Excerpt |
Thermal regulation is necessary for life. Humans can only live with a reasonably small range of temperatures. As Heschong puts it, "Buildings, even in the conventional ways we now build them, can be viewed as a way to modify a landscape to create more favorable microclimates."

Yet once that basic need is met, thermal regulation takes on an aesthetic aspect. Take sitting around a fire as an example. Part of the delightfulness of such as exercise is from the contrast between the warm (perhaps almost too warm) fire and the cooler space beyond. Heschong gives many other examples, all of which lead to the conclusion that, despite common building practices, our buildings are more delightful when they are not uniformly heated and cooled.

It's an interesting thesis and has some intuitive appeal, but overall, as a lay person, I was left with a "so what" feeling. ( )

Data |
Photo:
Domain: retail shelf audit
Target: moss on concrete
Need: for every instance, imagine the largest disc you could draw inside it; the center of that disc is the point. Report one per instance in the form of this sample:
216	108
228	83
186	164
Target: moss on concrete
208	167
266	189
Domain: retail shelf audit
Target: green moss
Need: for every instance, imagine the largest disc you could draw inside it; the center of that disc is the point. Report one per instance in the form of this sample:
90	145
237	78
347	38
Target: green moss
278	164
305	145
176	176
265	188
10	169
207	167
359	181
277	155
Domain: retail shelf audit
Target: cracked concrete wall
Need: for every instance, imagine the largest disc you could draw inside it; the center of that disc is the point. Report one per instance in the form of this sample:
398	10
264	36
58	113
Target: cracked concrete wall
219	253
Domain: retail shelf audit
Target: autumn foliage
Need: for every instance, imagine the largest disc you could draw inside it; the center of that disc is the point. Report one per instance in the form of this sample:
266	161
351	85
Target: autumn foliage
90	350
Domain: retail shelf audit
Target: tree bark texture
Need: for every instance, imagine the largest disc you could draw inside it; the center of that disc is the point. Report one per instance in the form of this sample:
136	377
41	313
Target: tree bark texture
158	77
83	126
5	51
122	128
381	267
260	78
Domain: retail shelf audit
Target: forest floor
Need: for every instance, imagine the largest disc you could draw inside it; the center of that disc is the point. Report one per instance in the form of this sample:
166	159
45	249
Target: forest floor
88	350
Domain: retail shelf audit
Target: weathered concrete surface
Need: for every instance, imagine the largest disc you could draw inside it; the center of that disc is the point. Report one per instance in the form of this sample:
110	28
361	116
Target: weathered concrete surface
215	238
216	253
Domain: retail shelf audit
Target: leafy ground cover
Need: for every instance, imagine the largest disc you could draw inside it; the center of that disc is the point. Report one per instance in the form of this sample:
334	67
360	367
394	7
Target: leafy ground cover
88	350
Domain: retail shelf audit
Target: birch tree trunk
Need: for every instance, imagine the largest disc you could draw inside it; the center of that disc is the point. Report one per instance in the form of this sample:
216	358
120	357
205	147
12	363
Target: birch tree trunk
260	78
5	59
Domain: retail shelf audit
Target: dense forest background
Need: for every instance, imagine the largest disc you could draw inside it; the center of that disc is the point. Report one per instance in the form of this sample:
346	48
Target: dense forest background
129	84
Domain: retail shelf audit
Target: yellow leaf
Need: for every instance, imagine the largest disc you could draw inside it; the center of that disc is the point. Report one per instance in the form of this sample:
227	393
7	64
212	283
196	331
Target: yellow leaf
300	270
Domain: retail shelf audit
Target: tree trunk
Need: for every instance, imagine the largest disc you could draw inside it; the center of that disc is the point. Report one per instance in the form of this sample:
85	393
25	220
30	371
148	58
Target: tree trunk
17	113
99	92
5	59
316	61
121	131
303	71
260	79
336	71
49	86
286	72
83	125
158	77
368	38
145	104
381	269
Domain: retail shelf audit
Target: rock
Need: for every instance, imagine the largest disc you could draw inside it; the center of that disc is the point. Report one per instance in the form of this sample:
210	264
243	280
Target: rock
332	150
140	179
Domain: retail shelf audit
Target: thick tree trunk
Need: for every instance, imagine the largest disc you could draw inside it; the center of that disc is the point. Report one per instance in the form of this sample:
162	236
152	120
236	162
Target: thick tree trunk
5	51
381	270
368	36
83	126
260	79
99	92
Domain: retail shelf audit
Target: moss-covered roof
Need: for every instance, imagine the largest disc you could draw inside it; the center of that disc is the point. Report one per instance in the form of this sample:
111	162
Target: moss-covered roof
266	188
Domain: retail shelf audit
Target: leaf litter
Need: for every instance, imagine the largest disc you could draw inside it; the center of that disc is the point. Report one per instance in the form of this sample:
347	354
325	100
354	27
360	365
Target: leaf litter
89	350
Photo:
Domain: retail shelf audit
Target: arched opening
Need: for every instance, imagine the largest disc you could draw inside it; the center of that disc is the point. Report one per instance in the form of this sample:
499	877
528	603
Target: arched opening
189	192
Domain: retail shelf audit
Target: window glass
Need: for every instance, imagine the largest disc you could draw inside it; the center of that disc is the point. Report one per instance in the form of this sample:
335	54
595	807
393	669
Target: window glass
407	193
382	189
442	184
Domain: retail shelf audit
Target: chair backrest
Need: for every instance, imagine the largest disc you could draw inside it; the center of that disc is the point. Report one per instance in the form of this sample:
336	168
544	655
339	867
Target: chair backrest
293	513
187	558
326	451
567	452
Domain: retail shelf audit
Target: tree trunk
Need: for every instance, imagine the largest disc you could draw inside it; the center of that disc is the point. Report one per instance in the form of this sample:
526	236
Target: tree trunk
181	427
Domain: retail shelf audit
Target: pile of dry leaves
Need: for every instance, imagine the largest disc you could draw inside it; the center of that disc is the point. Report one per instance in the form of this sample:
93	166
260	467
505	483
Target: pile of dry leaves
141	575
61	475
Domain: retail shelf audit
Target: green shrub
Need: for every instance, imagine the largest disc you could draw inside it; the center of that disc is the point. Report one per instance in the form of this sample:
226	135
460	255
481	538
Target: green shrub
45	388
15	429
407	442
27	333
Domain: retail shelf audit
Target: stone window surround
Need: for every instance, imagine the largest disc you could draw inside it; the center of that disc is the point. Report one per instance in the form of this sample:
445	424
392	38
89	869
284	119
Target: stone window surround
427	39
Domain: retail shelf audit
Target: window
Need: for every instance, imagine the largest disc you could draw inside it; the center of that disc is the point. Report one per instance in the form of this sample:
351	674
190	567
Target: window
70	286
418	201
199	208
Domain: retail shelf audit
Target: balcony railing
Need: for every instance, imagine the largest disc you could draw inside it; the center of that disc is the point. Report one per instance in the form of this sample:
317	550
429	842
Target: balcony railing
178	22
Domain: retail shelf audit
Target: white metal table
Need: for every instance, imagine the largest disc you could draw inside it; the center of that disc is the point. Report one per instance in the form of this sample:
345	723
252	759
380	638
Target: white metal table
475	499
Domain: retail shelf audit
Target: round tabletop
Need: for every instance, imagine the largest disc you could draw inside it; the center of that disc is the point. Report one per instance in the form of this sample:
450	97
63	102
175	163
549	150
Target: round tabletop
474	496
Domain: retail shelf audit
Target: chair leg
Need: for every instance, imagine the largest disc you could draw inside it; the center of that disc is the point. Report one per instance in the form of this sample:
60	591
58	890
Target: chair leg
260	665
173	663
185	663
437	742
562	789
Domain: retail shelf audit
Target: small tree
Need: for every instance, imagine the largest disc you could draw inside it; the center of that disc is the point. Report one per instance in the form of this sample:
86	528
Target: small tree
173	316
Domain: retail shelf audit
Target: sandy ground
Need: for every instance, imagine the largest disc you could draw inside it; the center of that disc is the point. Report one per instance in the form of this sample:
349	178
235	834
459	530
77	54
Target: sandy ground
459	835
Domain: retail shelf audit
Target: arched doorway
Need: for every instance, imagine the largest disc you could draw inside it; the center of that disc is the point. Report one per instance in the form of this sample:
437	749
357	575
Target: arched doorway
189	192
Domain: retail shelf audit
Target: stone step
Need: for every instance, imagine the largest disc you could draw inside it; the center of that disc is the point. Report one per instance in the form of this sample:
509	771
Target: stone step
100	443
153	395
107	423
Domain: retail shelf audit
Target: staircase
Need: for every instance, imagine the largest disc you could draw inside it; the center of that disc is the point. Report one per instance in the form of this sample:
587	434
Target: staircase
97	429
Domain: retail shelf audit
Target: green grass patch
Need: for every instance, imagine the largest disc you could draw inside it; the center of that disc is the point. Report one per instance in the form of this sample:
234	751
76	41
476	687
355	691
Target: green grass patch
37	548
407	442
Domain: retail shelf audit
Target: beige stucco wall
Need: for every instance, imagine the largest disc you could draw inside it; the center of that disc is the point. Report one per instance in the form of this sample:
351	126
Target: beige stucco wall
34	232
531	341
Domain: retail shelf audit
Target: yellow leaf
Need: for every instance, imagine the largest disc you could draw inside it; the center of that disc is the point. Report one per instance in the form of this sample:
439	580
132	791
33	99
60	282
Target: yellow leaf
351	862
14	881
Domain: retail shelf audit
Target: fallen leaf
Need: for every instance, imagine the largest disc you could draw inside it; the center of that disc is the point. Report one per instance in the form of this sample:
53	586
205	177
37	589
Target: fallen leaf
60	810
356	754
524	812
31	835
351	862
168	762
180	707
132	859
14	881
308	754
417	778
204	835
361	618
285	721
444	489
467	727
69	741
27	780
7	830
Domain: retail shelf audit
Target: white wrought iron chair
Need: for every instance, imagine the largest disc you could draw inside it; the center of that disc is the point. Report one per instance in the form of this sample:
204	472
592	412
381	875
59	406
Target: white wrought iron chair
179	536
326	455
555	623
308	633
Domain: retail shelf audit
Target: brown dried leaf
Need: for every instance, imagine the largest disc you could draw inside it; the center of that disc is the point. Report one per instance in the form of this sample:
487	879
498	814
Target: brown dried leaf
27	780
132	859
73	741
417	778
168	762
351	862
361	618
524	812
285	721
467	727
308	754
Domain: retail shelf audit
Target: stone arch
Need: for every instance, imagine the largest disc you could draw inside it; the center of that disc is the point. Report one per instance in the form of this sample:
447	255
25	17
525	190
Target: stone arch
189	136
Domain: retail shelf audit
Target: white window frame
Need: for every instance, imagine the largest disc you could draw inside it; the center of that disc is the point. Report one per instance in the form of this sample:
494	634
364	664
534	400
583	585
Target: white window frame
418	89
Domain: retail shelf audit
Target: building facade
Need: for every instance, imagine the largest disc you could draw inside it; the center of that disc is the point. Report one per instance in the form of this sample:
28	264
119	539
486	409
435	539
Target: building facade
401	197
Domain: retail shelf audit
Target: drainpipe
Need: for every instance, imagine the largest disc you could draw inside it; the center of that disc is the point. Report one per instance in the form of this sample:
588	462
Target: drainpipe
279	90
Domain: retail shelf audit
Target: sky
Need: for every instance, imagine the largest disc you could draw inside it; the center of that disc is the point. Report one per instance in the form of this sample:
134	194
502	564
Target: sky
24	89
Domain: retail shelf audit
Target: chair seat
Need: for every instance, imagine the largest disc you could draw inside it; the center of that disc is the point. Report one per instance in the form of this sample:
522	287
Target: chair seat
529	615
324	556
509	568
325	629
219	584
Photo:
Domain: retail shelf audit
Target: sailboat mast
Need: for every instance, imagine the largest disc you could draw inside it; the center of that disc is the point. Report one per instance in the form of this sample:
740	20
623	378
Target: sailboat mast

The exercise |
In the excerpt on thermal regulation, what conclusion do Heschong's many examples lead to?

Answer to the exercise |
Buildings are more delightful when they are not uniformly heated and cooled.